◆ **本文**
原子力安全委員会 近藤原子炉安全専門審査会委員
原子力安全委員会で二次審査を担当した立場からお答えします。今ご指摘がありました8ページ目の、16枚目のスライドですが、これは、実測値と書いていますのは、実際の原子炉で照射した結果です。照射した燃料を取り出して、その中からFPガスがどのくらい放出されたのかを実測したデータです。照射している原子炉自体も、例えば、ハルデンと書いているのはノルウェーの試験炉でありますし、その他、ベルギーの原子炉とか、実際の動力炉も一部入っているかと思うのですが、異なる国で異なる方法で作った燃料を異なる原子炉で試験した結果を測定したものと、その条件でシミュレーションした結果の比較ということになるので、シミュレーションに精度が悪いという以前に、実測値に非常に大きなばらつきがあって、一般に高燃焼度のデータをプロットしてきますと、この程度のばらつきというのはあり得るということが一点と、少なくとも計算値に比べてデータが上に来ているということは、評価自体は、計算の方が全般的に保守的、より厳しい側の評価をしているということが言えると思います。それからご指摘のように対数軸ですから、下の方のデータは、実際よりばらつきが大きくなっているように見えるかと思います。

◆ **入力データ**
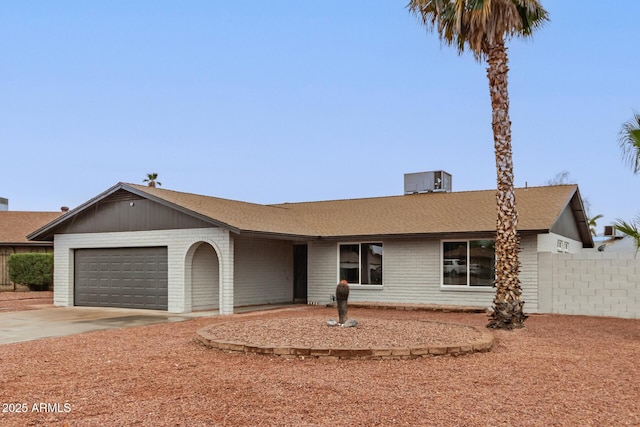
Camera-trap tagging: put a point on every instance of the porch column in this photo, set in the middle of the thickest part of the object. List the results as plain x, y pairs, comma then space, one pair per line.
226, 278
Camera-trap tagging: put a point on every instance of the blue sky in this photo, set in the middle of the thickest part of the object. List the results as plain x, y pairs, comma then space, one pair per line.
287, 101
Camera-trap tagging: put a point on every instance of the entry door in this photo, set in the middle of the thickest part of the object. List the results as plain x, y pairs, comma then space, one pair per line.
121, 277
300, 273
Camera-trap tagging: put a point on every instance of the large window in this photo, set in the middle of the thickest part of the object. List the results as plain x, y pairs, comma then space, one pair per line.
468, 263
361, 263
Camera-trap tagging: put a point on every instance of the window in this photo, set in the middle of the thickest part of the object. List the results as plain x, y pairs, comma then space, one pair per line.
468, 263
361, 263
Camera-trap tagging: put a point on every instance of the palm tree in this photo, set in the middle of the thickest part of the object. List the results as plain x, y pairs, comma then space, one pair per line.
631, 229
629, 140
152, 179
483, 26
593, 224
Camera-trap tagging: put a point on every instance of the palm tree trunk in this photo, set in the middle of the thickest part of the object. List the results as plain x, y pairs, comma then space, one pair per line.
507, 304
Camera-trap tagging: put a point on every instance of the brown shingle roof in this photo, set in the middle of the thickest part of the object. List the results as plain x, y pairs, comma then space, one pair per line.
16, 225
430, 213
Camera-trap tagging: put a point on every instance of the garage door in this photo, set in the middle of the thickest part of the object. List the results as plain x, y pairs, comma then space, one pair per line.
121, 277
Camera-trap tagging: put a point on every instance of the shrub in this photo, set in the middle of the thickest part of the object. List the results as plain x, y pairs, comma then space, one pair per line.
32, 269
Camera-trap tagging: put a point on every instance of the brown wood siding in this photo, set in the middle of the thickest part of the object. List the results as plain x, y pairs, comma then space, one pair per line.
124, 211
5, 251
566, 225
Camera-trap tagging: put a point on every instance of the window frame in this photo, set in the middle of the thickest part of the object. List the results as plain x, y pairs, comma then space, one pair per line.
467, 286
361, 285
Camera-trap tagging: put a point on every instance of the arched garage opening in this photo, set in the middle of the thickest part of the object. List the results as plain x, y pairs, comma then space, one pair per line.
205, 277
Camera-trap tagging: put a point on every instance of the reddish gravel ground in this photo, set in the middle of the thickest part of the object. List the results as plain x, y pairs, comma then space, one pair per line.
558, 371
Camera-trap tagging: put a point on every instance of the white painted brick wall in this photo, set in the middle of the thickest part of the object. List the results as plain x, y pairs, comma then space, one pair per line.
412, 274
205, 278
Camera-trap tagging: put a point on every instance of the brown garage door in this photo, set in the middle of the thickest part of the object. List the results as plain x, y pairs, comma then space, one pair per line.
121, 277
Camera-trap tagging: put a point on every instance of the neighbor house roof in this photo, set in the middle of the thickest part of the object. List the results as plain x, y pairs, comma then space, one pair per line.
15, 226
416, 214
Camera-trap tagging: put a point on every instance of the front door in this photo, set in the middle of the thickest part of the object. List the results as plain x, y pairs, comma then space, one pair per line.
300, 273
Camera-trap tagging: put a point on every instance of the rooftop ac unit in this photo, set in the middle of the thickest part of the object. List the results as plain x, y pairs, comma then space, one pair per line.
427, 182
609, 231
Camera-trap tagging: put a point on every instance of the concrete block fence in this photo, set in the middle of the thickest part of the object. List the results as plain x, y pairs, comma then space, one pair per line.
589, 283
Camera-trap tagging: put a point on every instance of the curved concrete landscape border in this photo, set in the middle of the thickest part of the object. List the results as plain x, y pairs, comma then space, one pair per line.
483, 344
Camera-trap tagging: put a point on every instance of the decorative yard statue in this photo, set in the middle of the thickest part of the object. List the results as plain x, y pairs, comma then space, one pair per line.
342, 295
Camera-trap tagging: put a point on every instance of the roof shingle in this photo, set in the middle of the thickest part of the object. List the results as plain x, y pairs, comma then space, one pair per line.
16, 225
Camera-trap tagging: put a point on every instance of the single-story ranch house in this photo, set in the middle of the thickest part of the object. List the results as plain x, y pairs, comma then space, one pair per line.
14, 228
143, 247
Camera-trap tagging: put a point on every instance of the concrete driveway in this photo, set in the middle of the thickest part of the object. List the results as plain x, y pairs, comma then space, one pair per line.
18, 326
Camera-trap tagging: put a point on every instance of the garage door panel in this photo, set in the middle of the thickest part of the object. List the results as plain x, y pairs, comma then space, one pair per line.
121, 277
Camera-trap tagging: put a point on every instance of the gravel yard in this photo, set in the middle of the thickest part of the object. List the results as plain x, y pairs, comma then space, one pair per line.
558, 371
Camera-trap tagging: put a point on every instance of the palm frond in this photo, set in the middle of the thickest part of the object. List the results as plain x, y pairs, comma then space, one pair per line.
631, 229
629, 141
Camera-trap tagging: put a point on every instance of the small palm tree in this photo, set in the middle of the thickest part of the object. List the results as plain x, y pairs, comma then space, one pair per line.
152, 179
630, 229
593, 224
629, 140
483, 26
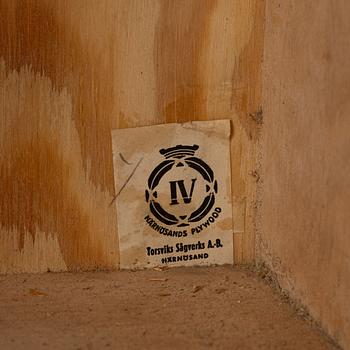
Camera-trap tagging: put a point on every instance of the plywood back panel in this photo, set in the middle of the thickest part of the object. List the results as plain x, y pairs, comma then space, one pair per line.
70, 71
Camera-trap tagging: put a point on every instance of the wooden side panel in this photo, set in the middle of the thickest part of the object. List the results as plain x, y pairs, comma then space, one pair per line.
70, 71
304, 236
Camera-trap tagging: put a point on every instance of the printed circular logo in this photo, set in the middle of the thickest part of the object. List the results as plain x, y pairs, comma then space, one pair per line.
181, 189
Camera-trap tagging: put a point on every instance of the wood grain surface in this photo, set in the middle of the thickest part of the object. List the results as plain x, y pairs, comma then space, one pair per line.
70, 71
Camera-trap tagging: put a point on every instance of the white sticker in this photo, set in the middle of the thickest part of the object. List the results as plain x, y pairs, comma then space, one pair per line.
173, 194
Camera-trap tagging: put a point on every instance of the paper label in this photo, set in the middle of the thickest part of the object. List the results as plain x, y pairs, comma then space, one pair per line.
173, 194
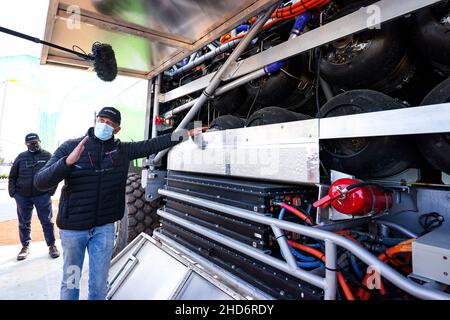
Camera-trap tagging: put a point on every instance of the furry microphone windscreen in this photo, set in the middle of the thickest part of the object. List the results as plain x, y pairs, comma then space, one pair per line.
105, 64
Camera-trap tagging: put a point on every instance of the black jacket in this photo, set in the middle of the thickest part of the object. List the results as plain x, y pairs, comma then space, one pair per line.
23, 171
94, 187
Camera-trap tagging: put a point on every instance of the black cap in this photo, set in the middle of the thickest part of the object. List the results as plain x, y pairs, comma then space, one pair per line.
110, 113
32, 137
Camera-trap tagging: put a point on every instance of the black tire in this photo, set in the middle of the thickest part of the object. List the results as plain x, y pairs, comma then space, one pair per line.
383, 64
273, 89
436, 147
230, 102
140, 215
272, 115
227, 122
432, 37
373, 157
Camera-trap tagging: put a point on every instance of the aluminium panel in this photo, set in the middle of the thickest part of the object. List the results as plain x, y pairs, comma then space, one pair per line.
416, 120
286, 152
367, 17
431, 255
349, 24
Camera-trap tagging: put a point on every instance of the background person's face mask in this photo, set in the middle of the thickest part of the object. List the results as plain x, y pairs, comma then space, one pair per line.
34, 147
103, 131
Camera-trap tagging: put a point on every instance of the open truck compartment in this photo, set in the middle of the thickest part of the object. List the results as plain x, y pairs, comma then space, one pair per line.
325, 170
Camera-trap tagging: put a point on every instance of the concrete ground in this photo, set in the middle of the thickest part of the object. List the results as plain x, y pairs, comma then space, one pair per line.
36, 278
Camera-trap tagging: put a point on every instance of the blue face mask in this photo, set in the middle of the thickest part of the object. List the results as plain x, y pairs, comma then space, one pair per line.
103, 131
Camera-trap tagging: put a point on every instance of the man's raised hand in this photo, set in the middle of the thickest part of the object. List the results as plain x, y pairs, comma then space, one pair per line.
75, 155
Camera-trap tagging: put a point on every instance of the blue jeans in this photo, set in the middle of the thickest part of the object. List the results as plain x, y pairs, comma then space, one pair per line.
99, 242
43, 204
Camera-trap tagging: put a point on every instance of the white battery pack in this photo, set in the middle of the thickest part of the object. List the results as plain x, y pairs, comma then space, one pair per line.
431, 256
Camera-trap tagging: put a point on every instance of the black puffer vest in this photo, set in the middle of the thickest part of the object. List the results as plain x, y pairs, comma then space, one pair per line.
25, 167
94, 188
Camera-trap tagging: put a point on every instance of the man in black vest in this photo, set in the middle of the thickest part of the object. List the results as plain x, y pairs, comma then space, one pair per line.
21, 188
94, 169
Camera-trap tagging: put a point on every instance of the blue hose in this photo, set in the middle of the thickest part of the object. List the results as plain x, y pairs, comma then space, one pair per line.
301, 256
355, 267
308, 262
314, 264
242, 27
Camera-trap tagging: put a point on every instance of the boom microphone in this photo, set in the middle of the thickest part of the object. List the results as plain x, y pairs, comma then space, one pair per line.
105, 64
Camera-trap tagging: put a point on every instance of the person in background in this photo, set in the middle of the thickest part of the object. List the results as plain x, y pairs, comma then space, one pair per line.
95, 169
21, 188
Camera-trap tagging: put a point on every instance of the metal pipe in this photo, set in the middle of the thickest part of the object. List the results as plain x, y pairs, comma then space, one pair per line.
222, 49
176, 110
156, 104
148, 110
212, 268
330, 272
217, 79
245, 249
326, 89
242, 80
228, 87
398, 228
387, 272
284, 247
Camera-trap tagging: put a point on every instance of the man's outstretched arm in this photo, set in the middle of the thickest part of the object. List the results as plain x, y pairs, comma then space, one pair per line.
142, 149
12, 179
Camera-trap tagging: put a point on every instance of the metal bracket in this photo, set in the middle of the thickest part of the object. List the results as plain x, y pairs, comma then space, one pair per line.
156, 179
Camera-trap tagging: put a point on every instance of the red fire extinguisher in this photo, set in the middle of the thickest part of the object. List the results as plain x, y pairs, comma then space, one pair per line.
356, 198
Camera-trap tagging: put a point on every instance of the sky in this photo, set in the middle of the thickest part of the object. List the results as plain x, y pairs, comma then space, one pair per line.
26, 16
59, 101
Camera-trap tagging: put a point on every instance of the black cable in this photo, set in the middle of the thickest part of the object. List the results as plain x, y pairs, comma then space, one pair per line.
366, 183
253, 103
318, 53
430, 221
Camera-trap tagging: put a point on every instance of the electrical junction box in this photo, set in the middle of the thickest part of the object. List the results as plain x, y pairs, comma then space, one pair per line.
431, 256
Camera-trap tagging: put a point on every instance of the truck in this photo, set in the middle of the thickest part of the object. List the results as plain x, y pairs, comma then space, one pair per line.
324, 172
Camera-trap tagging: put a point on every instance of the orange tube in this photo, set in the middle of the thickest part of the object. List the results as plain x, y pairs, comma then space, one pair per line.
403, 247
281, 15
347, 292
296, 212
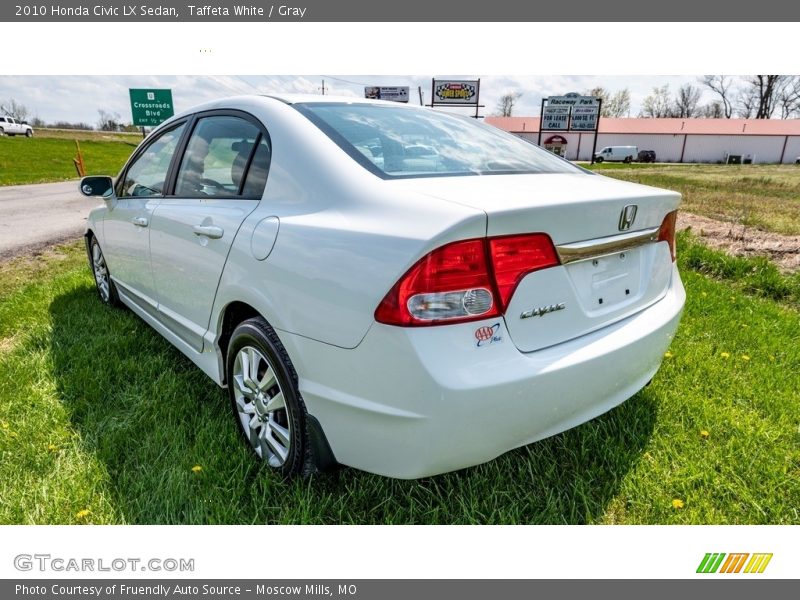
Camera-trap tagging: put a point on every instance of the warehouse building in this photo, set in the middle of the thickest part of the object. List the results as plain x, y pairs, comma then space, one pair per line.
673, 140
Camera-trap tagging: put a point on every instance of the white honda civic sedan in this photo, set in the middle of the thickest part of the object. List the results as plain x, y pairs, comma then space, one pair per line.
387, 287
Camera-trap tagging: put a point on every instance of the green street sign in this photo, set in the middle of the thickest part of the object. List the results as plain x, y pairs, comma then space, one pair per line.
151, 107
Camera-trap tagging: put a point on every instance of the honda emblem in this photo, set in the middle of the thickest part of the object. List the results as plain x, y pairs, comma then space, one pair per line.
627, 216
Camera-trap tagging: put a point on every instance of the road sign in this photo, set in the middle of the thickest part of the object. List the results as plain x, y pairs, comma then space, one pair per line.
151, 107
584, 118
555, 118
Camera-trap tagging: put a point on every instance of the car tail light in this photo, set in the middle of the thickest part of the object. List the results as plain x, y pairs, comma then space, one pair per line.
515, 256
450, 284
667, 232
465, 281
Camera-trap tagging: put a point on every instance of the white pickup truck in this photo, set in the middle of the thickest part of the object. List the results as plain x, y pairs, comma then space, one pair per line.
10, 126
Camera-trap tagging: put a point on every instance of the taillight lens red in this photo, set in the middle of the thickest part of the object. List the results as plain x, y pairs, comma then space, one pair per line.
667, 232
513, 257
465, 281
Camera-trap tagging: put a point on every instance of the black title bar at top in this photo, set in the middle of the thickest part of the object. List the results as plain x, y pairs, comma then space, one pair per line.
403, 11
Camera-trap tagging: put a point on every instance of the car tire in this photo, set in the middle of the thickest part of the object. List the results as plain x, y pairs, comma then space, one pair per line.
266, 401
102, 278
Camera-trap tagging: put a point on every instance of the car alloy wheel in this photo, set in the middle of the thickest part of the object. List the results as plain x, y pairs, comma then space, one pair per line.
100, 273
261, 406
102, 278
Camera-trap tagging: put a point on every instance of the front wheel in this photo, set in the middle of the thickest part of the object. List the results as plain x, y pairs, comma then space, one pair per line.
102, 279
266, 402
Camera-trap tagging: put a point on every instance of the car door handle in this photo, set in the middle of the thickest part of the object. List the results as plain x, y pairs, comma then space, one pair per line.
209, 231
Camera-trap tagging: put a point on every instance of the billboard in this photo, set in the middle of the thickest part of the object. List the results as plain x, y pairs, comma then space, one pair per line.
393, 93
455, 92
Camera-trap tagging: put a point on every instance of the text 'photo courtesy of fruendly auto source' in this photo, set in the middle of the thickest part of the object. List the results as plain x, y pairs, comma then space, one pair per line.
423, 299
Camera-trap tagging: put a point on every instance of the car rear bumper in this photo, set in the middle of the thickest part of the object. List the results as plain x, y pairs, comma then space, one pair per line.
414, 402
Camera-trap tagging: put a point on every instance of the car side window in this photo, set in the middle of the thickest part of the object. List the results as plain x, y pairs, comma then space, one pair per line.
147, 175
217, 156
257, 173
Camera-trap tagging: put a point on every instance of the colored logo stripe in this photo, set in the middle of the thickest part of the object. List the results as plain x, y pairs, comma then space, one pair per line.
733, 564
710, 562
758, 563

◆ **練習問題**
a - 本文の「原子力安全委員会 近藤原子炉安全専門審査会委員」から「るように見えるかと思います。」までを、一字一句違えずに書き写してください。
b - 記録の中で「brown」という語を含む行はどれですか。該当する行をすべて列挙してください。

◆ **解答**
a -
原子力安全委員会 近藤原子炉安全専門審査会委員
原子力安全委員会で二次審査を担当した立場からお答えします。今ご指摘がありました8ページ目の、16枚目のスライドですが、これは、実測値と書いていますのは、実際の原子炉で照射した結果です。照射した燃料を取り出して、その中からFPガスがどのくらい放出されたのかを実測したデータです。照射している原子炉自体も、例えば、ハルデンと書いているのはノルウェーの試験炉でありますし、その他、ベルギーの原子炉とか、実際の動力炉も一部入っているかと思うのですが、異なる国で異なる方法で作った燃料を異なる原子炉で試験した結果を測定したものと、その条件でシミュレーションした結果の比較ということになるので、シミュレーションに精度が悪いという以前に、実測値に非常に大きなばらつきがあって、一般に高燃焼度のデータをプロットしてきますと、この程度のばらつきというのはあり得るということが一点と、少なくとも計算値に比べてデータが上に来ているということは、評価自体は、計算の方が全般的に保守的、より厳しい側の評価をしているということが言えると思います。それからご指摘のように対数軸ですから、下の方のデータは、実際よりばらつきが大きくなっているように見えるかと思います。

b -
Camera-trap tagging: put a point on every instance of the brown shingle roof in this photo, set in the middle of the thickest part of the object. List the results as plain x, y pairs, comma then space, one pair per line.
Camera-trap tagging: put a point on every instance of the brown wood siding in this photo, set in the middle of the thickest part of the object. List the results as plain x, y pairs, comma then space, one pair per line.
Camera-trap tagging: put a point on every instance of the brown garage door in this photo, set in the middle of the thickest part of the object. List the results as plain x, y pairs, comma then space, one pair per line.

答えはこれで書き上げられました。